** BEGIN **

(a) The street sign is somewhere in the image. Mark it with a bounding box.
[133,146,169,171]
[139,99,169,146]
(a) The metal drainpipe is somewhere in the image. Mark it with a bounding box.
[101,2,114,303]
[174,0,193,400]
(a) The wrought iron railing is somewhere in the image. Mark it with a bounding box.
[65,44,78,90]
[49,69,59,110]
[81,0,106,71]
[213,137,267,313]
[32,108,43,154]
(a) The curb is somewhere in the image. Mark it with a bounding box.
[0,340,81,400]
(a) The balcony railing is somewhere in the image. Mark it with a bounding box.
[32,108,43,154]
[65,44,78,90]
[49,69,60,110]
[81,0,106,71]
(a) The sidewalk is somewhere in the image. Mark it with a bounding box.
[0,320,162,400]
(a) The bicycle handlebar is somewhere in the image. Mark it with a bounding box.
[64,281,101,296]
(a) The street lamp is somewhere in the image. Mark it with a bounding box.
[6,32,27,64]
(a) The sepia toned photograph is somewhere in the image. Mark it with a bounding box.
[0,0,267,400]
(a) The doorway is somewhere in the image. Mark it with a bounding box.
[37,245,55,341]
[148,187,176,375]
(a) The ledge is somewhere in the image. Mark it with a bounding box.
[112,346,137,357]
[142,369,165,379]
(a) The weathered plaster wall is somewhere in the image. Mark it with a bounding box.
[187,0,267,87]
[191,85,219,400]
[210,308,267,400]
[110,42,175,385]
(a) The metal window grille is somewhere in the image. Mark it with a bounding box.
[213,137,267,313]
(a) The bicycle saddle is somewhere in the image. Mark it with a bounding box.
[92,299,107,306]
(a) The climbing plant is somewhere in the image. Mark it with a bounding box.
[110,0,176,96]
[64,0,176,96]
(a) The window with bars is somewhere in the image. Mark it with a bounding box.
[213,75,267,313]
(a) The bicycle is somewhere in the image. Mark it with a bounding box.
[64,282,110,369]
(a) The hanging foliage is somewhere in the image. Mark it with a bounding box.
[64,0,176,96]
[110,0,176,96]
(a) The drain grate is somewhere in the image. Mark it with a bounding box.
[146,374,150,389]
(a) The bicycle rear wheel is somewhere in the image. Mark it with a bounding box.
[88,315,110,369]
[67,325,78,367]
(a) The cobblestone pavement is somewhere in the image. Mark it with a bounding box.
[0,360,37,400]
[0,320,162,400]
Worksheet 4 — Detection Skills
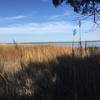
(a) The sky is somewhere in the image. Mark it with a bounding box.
[0,0,100,43]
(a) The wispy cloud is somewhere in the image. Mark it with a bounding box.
[0,21,74,34]
[0,15,27,20]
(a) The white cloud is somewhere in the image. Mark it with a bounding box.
[0,21,74,34]
[0,15,26,20]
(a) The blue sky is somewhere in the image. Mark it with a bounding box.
[0,0,100,42]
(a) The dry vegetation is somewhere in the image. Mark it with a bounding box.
[0,44,100,100]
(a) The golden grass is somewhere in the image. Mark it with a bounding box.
[0,44,100,100]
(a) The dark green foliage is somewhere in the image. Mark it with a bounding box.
[52,0,100,15]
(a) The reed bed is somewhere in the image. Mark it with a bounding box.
[0,44,100,100]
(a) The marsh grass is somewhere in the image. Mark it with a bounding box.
[0,44,100,100]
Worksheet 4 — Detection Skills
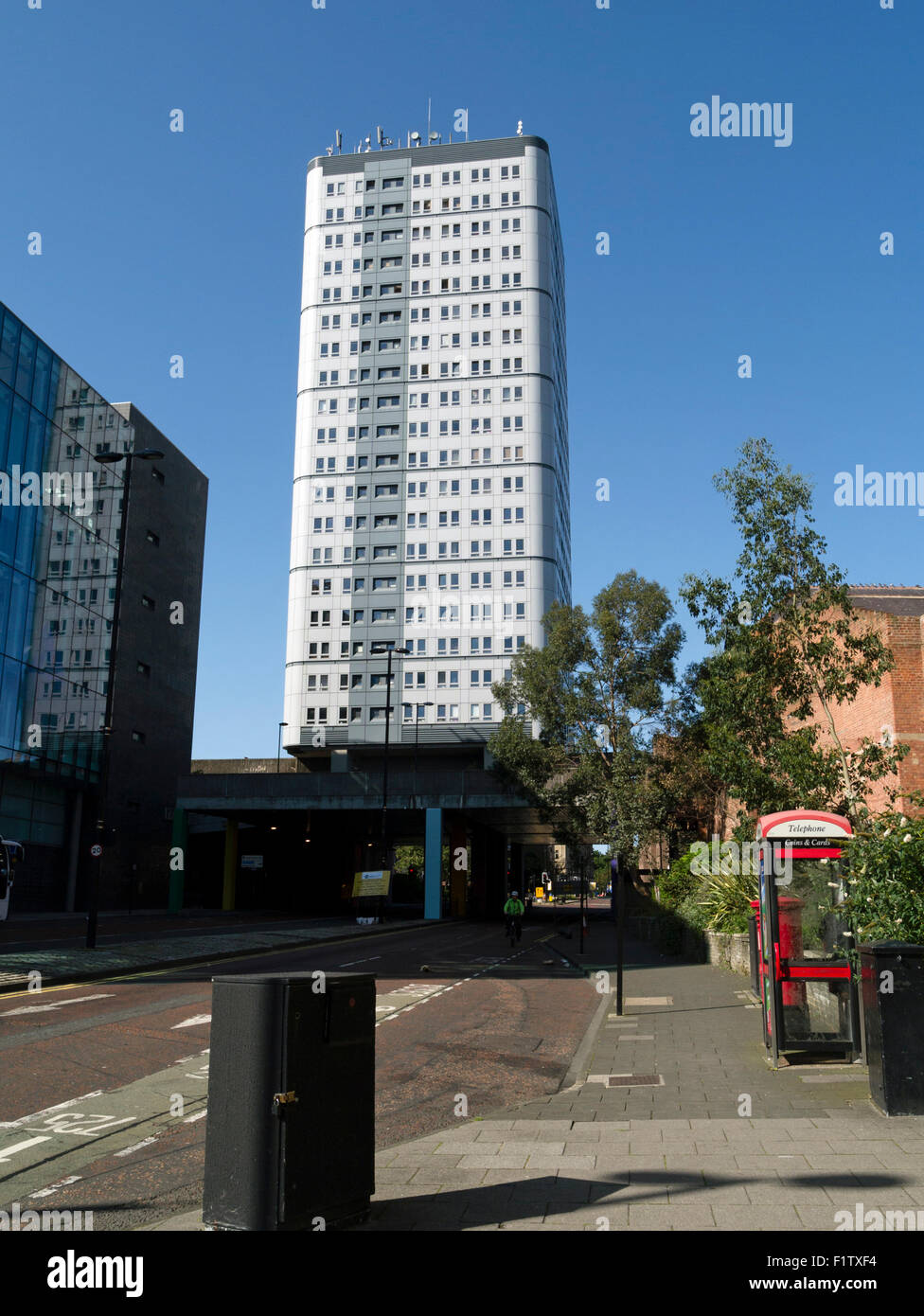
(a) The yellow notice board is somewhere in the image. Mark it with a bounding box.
[353,868,391,898]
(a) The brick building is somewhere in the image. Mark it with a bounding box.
[834,584,924,812]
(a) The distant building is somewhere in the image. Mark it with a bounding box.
[0,304,208,917]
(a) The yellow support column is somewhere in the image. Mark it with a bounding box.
[222,819,237,909]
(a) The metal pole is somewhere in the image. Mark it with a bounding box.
[382,649,392,852]
[616,856,625,1015]
[414,702,420,808]
[85,453,132,951]
[578,863,584,955]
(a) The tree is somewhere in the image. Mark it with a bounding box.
[489,571,684,857]
[681,438,907,819]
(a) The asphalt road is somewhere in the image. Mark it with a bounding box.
[0,911,599,1231]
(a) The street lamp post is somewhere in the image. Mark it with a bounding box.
[414,699,433,807]
[372,644,411,867]
[85,448,163,951]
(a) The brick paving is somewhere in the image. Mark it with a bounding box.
[361,925,924,1232]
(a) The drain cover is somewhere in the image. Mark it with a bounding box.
[607,1074,665,1087]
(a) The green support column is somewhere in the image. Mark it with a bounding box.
[222,819,237,909]
[168,807,189,914]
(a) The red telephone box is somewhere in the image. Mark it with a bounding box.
[756,809,860,1067]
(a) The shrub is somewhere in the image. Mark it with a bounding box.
[699,871,758,932]
[658,850,702,909]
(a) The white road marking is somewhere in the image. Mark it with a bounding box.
[0,1136,51,1162]
[116,1138,156,1155]
[29,1174,83,1199]
[0,991,116,1019]
[0,1087,102,1129]
[375,946,526,1028]
[29,1111,138,1138]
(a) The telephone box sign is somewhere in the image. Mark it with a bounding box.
[756,809,860,1069]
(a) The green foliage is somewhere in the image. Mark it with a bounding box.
[681,438,907,819]
[696,864,758,932]
[658,850,702,909]
[489,571,684,857]
[845,812,924,946]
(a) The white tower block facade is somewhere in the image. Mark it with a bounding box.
[284,137,571,752]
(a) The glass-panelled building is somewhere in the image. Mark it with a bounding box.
[0,305,132,815]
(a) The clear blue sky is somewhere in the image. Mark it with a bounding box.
[0,0,924,756]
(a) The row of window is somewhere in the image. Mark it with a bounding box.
[324,191,522,223]
[306,704,518,726]
[306,667,510,692]
[311,537,525,566]
[309,603,526,629]
[316,360,523,383]
[324,216,523,247]
[317,368,523,407]
[317,329,523,352]
[321,273,523,301]
[327,165,520,196]
[311,571,526,595]
[321,300,523,329]
[314,444,524,466]
[319,247,522,272]
[314,460,524,481]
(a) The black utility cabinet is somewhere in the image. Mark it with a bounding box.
[203,972,375,1231]
[860,941,924,1114]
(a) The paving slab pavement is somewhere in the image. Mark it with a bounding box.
[0,917,441,991]
[137,921,924,1232]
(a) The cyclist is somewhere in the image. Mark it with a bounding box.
[504,891,524,941]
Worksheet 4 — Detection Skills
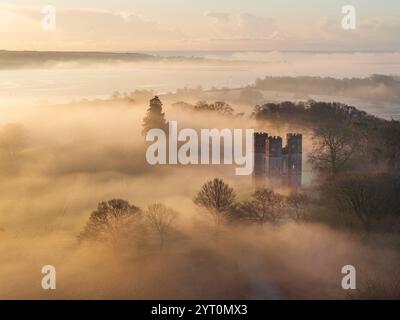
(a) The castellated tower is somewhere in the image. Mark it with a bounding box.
[265,137,282,178]
[254,132,268,177]
[286,133,303,189]
[253,132,302,189]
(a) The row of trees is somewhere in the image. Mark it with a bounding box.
[78,199,178,250]
[194,178,309,224]
[78,178,309,250]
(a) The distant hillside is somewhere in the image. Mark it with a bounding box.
[0,50,204,69]
[254,74,400,103]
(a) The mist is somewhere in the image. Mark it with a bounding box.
[0,95,399,299]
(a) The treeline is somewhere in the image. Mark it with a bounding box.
[252,100,400,176]
[78,174,400,250]
[252,100,384,126]
[254,74,400,103]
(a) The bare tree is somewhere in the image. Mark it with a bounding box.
[194,178,236,245]
[142,96,168,135]
[309,124,357,175]
[286,192,309,222]
[78,199,140,244]
[325,174,400,233]
[144,203,178,250]
[233,188,285,224]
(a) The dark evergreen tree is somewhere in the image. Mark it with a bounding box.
[142,96,167,135]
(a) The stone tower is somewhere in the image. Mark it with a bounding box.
[265,137,282,178]
[254,132,268,177]
[286,133,303,189]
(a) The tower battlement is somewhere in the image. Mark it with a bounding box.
[254,132,303,188]
[254,132,268,153]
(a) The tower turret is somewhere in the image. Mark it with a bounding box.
[254,132,268,177]
[266,136,282,178]
[286,133,303,189]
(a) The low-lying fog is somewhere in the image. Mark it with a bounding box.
[0,96,398,299]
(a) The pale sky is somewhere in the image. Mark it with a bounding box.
[0,0,400,51]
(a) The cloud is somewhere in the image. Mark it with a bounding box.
[0,6,183,50]
[206,12,279,41]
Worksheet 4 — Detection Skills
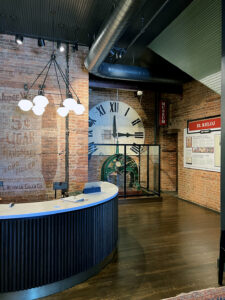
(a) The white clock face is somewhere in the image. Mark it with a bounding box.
[88,101,145,155]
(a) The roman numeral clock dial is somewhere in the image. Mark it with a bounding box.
[88,101,145,158]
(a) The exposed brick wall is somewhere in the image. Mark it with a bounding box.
[160,81,220,211]
[0,35,89,202]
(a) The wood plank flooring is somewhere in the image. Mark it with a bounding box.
[44,194,220,300]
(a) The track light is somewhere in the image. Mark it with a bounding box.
[38,38,45,47]
[72,42,78,52]
[57,42,65,52]
[137,91,143,97]
[15,34,23,45]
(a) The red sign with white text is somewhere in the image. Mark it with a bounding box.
[159,100,167,126]
[188,117,221,133]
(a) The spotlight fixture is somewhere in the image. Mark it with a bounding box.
[57,42,65,52]
[38,38,45,47]
[15,34,23,45]
[72,42,78,52]
[137,91,143,96]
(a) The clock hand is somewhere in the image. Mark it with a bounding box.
[118,132,134,137]
[112,116,117,138]
[117,132,144,138]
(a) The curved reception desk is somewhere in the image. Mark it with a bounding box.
[0,182,118,300]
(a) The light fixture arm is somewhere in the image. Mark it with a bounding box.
[40,59,52,93]
[55,59,81,104]
[26,59,52,97]
[53,60,63,103]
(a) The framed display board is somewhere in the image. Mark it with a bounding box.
[184,129,221,172]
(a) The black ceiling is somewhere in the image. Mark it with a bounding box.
[0,0,192,81]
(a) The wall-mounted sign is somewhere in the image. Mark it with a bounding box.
[159,100,168,126]
[187,116,221,134]
[184,129,221,172]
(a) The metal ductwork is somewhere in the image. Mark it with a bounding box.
[98,62,181,84]
[84,0,144,74]
[84,0,180,84]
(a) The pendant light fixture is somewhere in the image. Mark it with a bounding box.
[18,50,85,117]
[18,12,85,117]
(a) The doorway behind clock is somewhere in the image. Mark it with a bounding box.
[88,143,160,198]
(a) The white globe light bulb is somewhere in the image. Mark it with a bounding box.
[73,104,85,115]
[32,105,45,116]
[57,107,69,117]
[63,98,77,110]
[18,99,33,111]
[33,95,49,107]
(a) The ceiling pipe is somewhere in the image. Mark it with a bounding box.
[84,0,145,74]
[84,0,181,85]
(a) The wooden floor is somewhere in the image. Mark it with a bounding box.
[45,194,220,300]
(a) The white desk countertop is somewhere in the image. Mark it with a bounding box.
[0,182,118,219]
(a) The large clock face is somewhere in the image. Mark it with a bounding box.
[88,101,145,155]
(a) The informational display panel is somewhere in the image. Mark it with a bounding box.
[184,129,221,172]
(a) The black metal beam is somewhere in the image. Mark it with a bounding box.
[89,74,183,95]
[221,1,225,230]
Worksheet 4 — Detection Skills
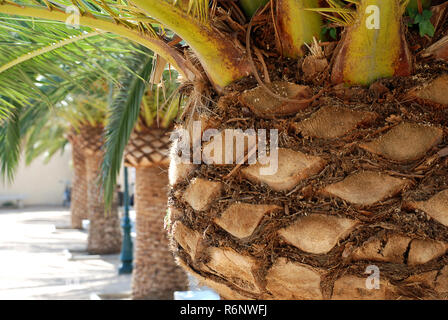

** END **

TASK INSTRUCTIONS
Output the listing, starting at its beginning and ending at the line containing "[174,0,193,400]", as a two-column CSV with the header instruction,answer. Each row pairs an instruction with its answer; put each value in one quoted field and replace line breaks with spaces.

ANSWER IN FULL
instruction,answer
"(a) The street sign is somewhere in the image. Mark it with a bounding box.","[133,146,169,171] [139,99,169,146]"
"(a) The metal drainpipe is somewhere in the image. Mark it with a bounding box.","[101,2,114,303] [174,0,193,400]"